TASK GOAL ▸
Pick up the analyzer description below where it stops and keep writing it.

TEXT EXTRACT ▸
The illuminator 411 is supported by the X-axis support shaft 401, and is configured to illuminate the well plate P with illumination light. The illuminator 411 may be any illuminating means such as a halogen lamp. The illuminator 411 is configured to be movable by the X-axis support shaft 401, to move with respect to the stage 409, maintaining its relative position with respect to the Z-axis support shaft 403.
The microscope optical system 412 is configured to magnify the illumination light which is emitted from the illuminator 411 and has passed through the well plate P (the object of analysis contained therein). A configuration of the microscope optical system 412 is not especially limited. Further, as an alternative to the microscope optical system 412, other means of analyzing may also be used.
(Operation of Analyzer)
An operation of the analyzer 400 that has the above-described configuration will now be described. FIGS. 7A and 7B are schematic diagrams showing an operation of the analyzer 400.
As shown in FIG. 7A, the power source of the X-axis support shaft 401 is controlled by the control unit 410, and it moves the illuminator 411 to the position opposite to the well plate P. In this state, the illuminator 411 illuminates the well plate P with the illumination light, thus enabling an observation of the object of analysis using the microscope optical system 412.

ROWS ▸
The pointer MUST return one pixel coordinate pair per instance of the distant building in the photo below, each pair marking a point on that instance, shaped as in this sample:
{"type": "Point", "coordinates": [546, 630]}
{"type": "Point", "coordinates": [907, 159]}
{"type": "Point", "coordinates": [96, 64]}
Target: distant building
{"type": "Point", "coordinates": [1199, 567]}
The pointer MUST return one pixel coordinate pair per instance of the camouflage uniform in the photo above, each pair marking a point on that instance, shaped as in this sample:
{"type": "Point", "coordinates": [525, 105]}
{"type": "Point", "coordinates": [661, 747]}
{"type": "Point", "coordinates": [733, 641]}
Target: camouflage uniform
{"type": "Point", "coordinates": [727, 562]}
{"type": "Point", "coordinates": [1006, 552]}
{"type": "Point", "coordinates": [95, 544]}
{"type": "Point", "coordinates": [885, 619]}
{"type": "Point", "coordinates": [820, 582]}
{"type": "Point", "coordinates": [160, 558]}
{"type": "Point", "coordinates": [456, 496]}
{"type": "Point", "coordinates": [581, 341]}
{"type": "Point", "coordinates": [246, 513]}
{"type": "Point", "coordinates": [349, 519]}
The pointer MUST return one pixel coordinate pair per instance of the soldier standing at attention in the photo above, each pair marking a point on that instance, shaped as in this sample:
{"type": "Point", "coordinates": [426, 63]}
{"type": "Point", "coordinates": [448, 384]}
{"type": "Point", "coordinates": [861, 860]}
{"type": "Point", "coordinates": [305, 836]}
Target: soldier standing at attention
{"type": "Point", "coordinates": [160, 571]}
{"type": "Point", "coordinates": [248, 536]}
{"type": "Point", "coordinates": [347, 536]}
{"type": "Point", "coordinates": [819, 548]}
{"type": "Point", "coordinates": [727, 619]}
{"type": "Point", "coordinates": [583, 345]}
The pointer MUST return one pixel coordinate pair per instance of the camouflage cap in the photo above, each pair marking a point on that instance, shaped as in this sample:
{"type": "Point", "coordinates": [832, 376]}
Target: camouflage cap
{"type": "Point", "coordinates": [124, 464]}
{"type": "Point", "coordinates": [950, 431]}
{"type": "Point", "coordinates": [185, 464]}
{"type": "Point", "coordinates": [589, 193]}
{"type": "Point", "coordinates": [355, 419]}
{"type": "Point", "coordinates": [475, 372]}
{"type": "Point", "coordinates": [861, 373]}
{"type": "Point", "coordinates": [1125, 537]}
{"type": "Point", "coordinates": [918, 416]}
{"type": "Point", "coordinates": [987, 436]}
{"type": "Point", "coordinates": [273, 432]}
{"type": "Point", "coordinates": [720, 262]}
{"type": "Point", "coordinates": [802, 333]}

EXPECTED ANSWER ▸
At the beginning of the dispensing operation to the target in the well W, the control unit 410 controls the power source of the X-axis support shaft 401 to move the illuminator 411 and the Z-axis support shaft 403 as shown in FIG. 7B. The control unit 410 allows the illuminator 411 to move to a position which is not opposite to the well plate P, and allows the Z-axis support shaft 403 to move to a position where the dispensing nozzle 407 becomes opposite to the well plate P.
After this, similarly to the third embodiment, the control unit 410 controls the power source of the Z-axis support shaft 403 to move the dispensing nozzle 407 vertically downward (Z-direction). The control unit 410 allows the dispensing nozzle 407 to move until it comes into contact with the liquid surface of the material of the target, using the liquid surface sensing unit 408.
Subsequently, the control unit 410 controls the power sources of the X-axis support shaft 401 and the Y-axis support shaft 402 to move the dispensing nozzle 407 and the stage 409 horizontally (in X-Y plane directions). The control unit 410 is able to control the power sources of the X-axis support shaft 401 and the Y-axis support shaft 402 in such a manner that the dispensing nozzle 407 and the stage 409 are made to move in relative circular motion around the vertical direction (Z-direction) as the rotation axis.
The control unit 410 allows, simultaneously with changing the position of the dispensing nozzle 407 and the stage 409, controlling the dispensing unit 406 to cause the dispensing nozzle 407 to discharge the material. As the dispensing nozzle 407 and the stage 409 are made to move in respective circular motion in the state where the dispensing nozzle 407 is discharging the material, it allows the material to be discharged along the path of the circular motion.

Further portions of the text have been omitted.